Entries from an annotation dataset
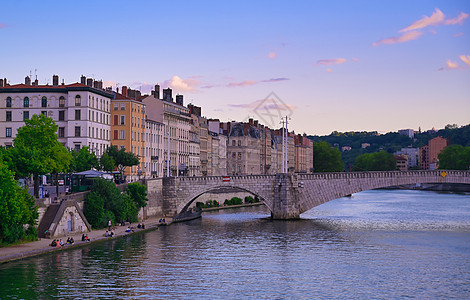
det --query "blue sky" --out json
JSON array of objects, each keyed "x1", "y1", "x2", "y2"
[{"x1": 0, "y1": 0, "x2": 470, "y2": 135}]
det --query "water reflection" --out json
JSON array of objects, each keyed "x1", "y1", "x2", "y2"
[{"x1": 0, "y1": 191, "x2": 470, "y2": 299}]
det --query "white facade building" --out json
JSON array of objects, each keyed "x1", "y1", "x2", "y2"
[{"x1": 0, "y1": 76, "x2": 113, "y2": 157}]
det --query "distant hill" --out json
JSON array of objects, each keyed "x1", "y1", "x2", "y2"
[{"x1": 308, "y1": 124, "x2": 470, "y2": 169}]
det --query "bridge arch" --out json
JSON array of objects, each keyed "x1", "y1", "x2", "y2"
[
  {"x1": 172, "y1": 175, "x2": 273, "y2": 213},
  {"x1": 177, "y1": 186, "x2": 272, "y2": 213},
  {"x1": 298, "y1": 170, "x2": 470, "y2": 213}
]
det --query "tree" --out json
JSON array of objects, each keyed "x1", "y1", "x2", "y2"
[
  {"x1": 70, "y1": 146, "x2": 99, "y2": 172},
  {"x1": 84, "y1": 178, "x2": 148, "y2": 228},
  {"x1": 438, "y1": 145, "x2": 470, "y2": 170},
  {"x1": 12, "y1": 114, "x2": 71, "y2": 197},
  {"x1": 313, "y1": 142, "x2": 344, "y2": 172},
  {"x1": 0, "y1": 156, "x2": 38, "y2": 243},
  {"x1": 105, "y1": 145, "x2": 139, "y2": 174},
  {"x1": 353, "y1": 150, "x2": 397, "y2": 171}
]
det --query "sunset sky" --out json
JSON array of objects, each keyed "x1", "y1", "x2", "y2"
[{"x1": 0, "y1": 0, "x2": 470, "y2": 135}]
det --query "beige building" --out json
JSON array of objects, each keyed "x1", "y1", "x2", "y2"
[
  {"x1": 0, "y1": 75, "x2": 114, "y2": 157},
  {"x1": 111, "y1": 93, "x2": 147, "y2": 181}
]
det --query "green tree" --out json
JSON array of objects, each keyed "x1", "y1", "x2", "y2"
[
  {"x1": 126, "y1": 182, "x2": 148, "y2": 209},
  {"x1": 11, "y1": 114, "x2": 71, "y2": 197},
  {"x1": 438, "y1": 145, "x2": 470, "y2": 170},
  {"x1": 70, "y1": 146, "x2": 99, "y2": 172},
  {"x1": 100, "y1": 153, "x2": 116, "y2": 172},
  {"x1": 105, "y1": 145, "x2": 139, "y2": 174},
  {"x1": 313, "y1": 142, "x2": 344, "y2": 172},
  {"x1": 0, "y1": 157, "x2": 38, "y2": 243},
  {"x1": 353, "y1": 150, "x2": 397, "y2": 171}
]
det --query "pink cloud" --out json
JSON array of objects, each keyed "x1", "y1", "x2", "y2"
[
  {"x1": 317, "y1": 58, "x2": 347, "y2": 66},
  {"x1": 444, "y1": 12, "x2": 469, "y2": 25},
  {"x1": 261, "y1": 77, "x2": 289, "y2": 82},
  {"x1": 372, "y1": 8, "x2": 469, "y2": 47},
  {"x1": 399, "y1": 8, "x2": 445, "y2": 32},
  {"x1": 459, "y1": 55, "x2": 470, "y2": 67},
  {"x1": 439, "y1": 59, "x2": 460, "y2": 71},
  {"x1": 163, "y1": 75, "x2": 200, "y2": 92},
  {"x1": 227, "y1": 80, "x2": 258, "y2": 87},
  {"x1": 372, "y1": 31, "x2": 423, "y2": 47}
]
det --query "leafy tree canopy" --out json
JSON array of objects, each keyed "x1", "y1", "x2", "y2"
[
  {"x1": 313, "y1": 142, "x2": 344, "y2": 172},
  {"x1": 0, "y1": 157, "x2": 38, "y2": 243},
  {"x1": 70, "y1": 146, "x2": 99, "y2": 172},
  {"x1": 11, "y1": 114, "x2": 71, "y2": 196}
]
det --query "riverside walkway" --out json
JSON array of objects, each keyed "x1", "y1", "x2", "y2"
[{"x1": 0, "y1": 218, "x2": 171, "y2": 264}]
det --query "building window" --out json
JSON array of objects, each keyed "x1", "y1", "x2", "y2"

--

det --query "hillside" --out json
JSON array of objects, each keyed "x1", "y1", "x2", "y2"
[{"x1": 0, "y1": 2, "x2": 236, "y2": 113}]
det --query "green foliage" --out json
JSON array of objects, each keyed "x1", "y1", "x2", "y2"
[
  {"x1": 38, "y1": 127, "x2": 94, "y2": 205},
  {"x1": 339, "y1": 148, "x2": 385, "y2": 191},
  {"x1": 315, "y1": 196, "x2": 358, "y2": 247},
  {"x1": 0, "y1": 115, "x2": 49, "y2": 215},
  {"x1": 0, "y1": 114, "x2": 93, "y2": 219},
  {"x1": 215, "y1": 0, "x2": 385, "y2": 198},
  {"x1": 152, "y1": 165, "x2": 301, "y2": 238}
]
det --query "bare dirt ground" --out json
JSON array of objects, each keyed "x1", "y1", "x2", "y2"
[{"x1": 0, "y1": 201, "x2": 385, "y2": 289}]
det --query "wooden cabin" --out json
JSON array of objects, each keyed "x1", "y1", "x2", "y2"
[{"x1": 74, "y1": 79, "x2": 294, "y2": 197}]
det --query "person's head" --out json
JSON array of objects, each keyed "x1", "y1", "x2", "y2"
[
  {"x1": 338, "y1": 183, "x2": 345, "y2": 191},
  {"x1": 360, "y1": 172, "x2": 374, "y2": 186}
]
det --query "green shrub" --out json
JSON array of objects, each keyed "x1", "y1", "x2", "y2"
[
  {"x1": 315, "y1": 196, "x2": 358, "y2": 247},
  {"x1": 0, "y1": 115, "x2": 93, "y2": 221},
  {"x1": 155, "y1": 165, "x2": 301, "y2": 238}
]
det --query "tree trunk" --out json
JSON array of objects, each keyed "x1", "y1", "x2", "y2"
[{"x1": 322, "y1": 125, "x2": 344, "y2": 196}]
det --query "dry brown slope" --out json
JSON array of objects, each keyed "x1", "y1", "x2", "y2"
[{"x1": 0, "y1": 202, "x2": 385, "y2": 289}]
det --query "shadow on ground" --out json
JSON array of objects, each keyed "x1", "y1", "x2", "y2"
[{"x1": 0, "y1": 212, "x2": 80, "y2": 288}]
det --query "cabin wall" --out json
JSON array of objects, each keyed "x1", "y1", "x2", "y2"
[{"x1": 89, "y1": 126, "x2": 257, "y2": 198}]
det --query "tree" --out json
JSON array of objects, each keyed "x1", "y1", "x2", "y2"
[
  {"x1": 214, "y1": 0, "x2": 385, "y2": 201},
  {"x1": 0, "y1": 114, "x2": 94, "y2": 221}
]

--

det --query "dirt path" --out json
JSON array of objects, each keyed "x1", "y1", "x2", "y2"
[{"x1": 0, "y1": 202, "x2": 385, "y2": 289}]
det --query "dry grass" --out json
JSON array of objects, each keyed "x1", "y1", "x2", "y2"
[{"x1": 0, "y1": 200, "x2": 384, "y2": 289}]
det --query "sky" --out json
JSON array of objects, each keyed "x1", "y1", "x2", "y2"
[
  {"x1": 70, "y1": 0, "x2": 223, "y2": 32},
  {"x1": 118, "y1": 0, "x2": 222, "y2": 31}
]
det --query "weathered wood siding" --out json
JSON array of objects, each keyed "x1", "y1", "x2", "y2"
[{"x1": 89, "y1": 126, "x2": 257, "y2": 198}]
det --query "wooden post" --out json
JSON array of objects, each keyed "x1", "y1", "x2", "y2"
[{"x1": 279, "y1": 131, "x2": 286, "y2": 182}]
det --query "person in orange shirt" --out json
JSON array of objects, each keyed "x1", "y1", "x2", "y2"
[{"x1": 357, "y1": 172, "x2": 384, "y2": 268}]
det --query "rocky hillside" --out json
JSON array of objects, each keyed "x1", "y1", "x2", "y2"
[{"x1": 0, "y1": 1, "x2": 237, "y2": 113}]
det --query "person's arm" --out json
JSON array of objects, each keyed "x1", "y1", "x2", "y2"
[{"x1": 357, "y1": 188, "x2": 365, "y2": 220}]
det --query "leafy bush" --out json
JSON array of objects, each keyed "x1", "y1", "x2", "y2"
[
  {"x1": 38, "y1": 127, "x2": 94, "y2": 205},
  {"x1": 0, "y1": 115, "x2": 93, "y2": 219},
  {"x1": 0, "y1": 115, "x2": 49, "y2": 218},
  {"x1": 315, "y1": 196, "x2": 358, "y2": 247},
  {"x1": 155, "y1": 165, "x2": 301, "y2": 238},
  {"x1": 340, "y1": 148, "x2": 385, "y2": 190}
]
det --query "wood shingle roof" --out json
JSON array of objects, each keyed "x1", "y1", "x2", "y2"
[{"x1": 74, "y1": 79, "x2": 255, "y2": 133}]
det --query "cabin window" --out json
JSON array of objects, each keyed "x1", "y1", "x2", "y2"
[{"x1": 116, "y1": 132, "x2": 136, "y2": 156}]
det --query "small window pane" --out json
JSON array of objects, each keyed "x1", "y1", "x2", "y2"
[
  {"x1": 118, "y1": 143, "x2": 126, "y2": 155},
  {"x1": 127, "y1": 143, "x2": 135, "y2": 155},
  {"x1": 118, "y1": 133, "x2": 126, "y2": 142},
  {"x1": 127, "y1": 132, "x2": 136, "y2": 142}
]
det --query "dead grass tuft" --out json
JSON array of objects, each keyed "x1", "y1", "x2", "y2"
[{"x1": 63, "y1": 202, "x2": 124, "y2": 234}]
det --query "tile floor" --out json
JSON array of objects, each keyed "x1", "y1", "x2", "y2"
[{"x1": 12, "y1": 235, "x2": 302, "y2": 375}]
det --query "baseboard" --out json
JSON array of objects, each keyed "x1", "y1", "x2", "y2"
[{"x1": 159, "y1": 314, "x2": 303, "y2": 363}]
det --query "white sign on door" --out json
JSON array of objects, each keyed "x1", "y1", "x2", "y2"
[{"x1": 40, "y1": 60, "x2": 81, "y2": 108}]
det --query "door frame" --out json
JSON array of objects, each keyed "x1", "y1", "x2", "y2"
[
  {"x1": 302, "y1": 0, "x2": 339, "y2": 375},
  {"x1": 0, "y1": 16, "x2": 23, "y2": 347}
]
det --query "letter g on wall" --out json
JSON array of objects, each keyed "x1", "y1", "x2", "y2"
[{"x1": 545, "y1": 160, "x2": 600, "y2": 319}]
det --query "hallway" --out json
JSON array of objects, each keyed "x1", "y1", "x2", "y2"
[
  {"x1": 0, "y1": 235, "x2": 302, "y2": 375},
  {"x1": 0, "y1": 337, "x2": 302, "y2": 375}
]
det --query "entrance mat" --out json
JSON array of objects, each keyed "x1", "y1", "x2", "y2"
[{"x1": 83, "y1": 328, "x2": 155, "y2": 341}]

- **Short task**:
Locate every line in the records above that contains the string "door", matching case, and copy each of those lines.

- **Full answer**:
det --query "white sign on door" --out json
det --query "door frame" --out json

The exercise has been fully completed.